▶ Stated problem
Switch every "Result" in the lines below to "Output", keep everything else unchanged, and leave out the pictures.

▶ Data listing
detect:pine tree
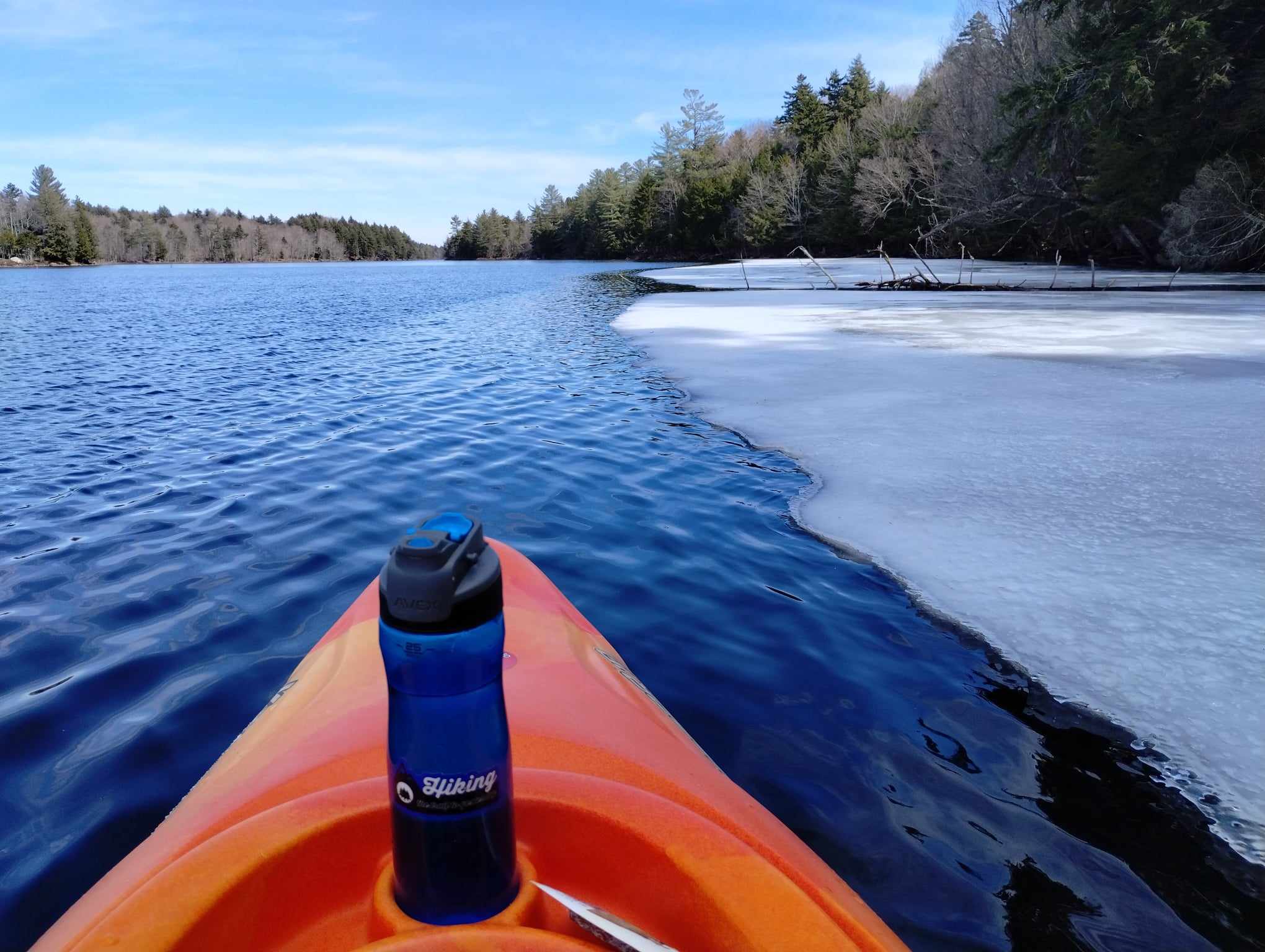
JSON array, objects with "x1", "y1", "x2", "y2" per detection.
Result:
[
  {"x1": 839, "y1": 56, "x2": 874, "y2": 123},
  {"x1": 74, "y1": 198, "x2": 97, "y2": 264},
  {"x1": 30, "y1": 165, "x2": 66, "y2": 205},
  {"x1": 817, "y1": 69, "x2": 845, "y2": 123},
  {"x1": 30, "y1": 165, "x2": 74, "y2": 262},
  {"x1": 0, "y1": 182, "x2": 22, "y2": 235},
  {"x1": 39, "y1": 215, "x2": 74, "y2": 264},
  {"x1": 777, "y1": 73, "x2": 831, "y2": 154},
  {"x1": 677, "y1": 90, "x2": 725, "y2": 151}
]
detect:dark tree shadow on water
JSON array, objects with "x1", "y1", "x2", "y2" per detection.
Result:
[{"x1": 995, "y1": 856, "x2": 1102, "y2": 952}]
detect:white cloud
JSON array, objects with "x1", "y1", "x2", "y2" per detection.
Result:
[
  {"x1": 0, "y1": 135, "x2": 618, "y2": 242},
  {"x1": 632, "y1": 112, "x2": 664, "y2": 133},
  {"x1": 0, "y1": 0, "x2": 119, "y2": 43}
]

▶ Answer to the problem
detect:pine tree
JSON array, objects with "x1", "y1", "x2", "y2" per detection.
Output:
[
  {"x1": 839, "y1": 56, "x2": 874, "y2": 123},
  {"x1": 74, "y1": 198, "x2": 97, "y2": 264},
  {"x1": 30, "y1": 165, "x2": 66, "y2": 205},
  {"x1": 817, "y1": 69, "x2": 845, "y2": 123},
  {"x1": 30, "y1": 165, "x2": 74, "y2": 262},
  {"x1": 0, "y1": 182, "x2": 22, "y2": 235},
  {"x1": 39, "y1": 215, "x2": 74, "y2": 264},
  {"x1": 777, "y1": 73, "x2": 831, "y2": 154},
  {"x1": 677, "y1": 90, "x2": 725, "y2": 151}
]
detect:dark tree shadow on water
JSON array, objects with "x1", "y1", "x2", "y2" per detection.
Output:
[{"x1": 995, "y1": 856, "x2": 1102, "y2": 952}]
detect:white cloud
JSON array, objects with "x1", "y1", "x2", "y2" per detection.
Output:
[
  {"x1": 0, "y1": 135, "x2": 618, "y2": 242},
  {"x1": 632, "y1": 112, "x2": 664, "y2": 133},
  {"x1": 0, "y1": 0, "x2": 119, "y2": 43}
]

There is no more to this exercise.